▶ AIM: Please select each line of the records below that contains the word "woman", and copy those lines out. Case counts.

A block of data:
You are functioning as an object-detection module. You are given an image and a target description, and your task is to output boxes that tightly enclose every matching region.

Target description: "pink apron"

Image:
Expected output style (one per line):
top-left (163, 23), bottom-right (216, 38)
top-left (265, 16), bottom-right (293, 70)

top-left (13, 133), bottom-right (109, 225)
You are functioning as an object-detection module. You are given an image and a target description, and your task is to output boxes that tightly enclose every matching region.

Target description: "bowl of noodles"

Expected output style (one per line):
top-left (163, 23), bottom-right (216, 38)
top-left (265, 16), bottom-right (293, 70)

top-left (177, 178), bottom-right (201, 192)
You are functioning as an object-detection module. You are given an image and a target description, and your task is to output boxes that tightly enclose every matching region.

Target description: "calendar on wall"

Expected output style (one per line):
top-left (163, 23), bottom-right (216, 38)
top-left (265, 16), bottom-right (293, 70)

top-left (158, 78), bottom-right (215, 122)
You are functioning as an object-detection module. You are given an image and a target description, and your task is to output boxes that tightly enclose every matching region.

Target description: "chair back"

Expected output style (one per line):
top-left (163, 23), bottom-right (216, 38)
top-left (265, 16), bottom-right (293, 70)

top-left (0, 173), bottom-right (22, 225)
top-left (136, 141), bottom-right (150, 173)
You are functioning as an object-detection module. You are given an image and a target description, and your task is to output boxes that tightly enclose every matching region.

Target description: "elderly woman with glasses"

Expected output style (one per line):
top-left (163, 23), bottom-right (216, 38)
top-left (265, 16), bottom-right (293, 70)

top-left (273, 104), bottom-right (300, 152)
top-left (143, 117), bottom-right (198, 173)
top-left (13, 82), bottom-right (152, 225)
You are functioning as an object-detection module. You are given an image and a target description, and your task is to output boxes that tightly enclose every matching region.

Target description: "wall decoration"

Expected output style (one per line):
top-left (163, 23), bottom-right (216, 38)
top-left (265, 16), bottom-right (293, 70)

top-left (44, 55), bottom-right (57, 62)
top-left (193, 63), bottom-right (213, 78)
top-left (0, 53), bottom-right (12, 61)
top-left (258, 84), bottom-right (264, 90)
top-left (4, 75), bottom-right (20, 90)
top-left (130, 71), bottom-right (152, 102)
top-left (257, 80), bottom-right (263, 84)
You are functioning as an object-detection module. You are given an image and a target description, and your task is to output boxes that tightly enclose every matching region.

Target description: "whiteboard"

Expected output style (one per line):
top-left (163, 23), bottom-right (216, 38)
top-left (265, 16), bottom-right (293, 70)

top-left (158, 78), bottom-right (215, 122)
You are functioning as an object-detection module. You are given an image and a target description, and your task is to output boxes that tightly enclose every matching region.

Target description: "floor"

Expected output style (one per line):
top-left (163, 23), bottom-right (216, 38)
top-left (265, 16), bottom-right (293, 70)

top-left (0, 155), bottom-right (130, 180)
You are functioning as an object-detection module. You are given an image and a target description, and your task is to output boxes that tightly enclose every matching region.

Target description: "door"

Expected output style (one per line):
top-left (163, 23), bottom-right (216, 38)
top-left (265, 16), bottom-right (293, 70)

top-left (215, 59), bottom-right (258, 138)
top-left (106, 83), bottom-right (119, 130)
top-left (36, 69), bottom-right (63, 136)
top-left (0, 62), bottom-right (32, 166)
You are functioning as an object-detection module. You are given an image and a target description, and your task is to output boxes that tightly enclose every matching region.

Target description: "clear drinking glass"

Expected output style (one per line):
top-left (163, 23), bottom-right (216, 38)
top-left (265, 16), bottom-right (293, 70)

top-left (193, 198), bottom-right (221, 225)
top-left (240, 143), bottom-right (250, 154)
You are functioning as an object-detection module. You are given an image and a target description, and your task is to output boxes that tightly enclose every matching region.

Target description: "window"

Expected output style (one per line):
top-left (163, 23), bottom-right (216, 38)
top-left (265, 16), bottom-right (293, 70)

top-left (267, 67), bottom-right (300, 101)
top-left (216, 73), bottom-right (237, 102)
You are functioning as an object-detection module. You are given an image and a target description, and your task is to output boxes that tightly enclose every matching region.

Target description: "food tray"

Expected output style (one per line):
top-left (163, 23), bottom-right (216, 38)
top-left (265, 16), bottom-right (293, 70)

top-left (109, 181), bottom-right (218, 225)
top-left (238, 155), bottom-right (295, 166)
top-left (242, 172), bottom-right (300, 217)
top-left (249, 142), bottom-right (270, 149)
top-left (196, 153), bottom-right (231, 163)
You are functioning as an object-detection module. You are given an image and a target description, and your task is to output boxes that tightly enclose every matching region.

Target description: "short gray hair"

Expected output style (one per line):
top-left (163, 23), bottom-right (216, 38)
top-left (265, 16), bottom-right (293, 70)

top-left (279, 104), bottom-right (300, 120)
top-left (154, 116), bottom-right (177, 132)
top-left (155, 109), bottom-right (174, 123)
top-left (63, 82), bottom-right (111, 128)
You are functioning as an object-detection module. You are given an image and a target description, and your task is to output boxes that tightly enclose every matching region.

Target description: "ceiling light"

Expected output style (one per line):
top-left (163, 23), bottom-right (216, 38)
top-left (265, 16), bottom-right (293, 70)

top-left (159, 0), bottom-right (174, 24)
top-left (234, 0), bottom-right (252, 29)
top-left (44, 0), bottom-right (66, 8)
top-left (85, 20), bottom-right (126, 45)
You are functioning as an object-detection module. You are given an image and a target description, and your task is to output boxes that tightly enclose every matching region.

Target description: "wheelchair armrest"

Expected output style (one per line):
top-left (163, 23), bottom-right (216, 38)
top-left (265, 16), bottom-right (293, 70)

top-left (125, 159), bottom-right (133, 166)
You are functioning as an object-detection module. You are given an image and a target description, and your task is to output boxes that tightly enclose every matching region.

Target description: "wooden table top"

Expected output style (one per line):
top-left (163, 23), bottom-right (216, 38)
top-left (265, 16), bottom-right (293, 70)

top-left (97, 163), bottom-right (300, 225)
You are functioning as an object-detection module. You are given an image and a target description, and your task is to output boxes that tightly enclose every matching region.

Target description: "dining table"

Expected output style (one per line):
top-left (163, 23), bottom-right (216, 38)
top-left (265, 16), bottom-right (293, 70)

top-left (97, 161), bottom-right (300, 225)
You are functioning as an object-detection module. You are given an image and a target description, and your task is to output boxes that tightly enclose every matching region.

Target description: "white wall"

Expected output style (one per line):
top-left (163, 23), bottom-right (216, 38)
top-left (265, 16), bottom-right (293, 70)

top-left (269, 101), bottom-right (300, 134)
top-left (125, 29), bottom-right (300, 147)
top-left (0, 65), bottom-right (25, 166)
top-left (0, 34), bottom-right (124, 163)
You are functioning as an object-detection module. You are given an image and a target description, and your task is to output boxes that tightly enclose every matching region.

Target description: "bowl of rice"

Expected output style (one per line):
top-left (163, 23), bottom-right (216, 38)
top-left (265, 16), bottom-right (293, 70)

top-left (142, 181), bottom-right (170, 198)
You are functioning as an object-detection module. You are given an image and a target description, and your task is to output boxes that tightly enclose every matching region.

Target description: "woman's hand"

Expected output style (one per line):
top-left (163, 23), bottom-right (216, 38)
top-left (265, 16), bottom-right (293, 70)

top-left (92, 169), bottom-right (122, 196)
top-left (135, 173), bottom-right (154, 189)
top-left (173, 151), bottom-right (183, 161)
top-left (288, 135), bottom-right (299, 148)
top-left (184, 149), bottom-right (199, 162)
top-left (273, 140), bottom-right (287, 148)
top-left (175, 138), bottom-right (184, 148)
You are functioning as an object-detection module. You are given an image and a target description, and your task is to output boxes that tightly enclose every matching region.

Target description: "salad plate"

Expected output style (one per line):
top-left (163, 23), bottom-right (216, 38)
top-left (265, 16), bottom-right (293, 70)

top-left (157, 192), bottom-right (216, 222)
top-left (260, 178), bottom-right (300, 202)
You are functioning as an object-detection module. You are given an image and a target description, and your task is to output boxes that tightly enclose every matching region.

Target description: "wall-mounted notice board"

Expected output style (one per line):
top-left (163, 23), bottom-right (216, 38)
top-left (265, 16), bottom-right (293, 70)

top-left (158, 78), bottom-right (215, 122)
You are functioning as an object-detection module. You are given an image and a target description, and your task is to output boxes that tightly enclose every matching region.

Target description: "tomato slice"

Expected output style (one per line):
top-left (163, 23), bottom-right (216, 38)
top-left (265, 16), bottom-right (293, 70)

▶ THE REPLY:
Target description: "elderly woman with glasses"
Target description: "woman's hand"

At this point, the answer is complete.